▶ Exercise brief
Below is a block of data; give all of it again word for word.

▶ Data for the task
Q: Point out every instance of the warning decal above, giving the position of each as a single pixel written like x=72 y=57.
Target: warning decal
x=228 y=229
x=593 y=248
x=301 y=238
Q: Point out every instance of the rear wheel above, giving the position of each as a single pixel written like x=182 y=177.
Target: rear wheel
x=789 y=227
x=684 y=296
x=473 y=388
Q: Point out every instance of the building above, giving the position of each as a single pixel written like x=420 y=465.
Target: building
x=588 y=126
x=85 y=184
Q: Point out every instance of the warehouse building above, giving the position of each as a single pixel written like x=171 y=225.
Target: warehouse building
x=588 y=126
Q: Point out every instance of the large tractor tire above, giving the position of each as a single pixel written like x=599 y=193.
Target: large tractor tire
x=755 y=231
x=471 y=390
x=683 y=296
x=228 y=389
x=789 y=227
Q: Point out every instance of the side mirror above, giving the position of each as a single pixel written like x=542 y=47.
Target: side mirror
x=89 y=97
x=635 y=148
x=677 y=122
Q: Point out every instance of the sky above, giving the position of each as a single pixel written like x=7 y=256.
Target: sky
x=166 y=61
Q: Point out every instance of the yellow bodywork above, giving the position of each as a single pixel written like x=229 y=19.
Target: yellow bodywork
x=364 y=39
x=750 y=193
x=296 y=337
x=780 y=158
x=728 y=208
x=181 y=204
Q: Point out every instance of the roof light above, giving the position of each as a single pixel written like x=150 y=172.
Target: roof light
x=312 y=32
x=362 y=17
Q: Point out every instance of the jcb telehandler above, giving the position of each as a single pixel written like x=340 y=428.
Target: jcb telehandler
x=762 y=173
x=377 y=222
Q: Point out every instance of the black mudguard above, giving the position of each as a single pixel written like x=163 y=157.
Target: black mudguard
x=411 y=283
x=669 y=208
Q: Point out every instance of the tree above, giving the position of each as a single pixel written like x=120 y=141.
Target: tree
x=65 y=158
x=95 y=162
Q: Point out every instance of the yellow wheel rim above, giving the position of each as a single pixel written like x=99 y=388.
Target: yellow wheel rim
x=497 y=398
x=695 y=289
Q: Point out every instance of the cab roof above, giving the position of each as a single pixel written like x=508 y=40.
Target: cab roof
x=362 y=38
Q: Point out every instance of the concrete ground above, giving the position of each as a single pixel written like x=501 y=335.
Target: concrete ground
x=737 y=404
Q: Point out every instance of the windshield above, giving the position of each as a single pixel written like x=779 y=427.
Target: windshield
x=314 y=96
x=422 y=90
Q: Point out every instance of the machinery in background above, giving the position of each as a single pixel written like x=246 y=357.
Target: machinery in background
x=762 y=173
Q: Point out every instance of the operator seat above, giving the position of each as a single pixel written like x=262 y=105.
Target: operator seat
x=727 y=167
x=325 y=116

▶ Output for this exercise
Q: Point out every instance of the warning decal above, giving the position of each as a single pixel written like x=72 y=57.
Target: warning decal
x=228 y=229
x=593 y=248
x=301 y=238
Q: Point out every instance of the rear wheel above, giving the position of each as a single pixel written like x=182 y=177.
Target: rear wheel
x=789 y=227
x=684 y=296
x=473 y=388
Q: Point out every instance of the building above, giving the position of each as a single pixel written like x=420 y=465.
Target: building
x=588 y=126
x=85 y=184
Q: Point out every instance of the warehouse building above, giving the position of each as a single pixel written like x=171 y=225.
Target: warehouse building
x=588 y=126
Q: Point out every instance of the large tractor tire above, giving the position of each as a single pixel written like x=599 y=193.
Target: large tractor tire
x=755 y=231
x=471 y=390
x=683 y=296
x=228 y=389
x=789 y=227
Q: Point out every instance of the side mirror above, giving the position of each as a single pixel written like x=542 y=47.
Target: side mirror
x=89 y=97
x=635 y=148
x=677 y=122
Q: Point out every instance of the sky above, giving the position of each as a single pixel written like x=7 y=256.
Target: sky
x=166 y=61
Q: Point out every instance of the yellow bodywork above, giving the position of each as a single pixel written like x=229 y=19.
Target: yellow bodywork
x=364 y=39
x=750 y=193
x=296 y=337
x=780 y=158
x=728 y=208
x=181 y=204
Q: Point out every instance of the roof light above, giving the position of each as a single pixel written like x=150 y=172.
Target: roof light
x=312 y=32
x=362 y=17
Q: Point out every instance of the jcb telehandler above, giving the position of each as a single pixel written like x=340 y=428.
Target: jcb telehandler
x=762 y=173
x=377 y=222
Q: Point out every instance of the black mudguard above, giving the position of each as a single pixel written like x=163 y=157.
Target: black mudguard
x=411 y=283
x=669 y=208
Q: Point out every instance of the tree above, giving the position of each as a single pixel written like x=120 y=141.
Target: tree
x=65 y=158
x=95 y=162
Q: Point out every instance of the yellow wheel rim above, giving the position of each as a single pixel written like x=99 y=388.
Target: yellow wheel rim
x=497 y=398
x=695 y=289
Q: Point out every instance of the cab roof above, giving the position of each as a single pixel written like x=508 y=40.
Target: cab roof
x=362 y=38
Q: Point out every instance of the concrete ground above, giving the position of each as a single pixel written like x=501 y=335.
Target: concrete ground
x=737 y=404
Q: Point out every instance of the windshield above, giving the position of each as a single pixel written like x=779 y=427.
Target: windshield
x=314 y=96
x=422 y=90
Q: Point out every instance of the machinery in background above, giving the position of each as a single pixel written like x=246 y=357.
Target: machinery in background
x=762 y=173
Q: Point out every instance of the operator seat above, giving the position of each as a single pixel written like x=262 y=105.
Target: operator seat
x=727 y=167
x=325 y=116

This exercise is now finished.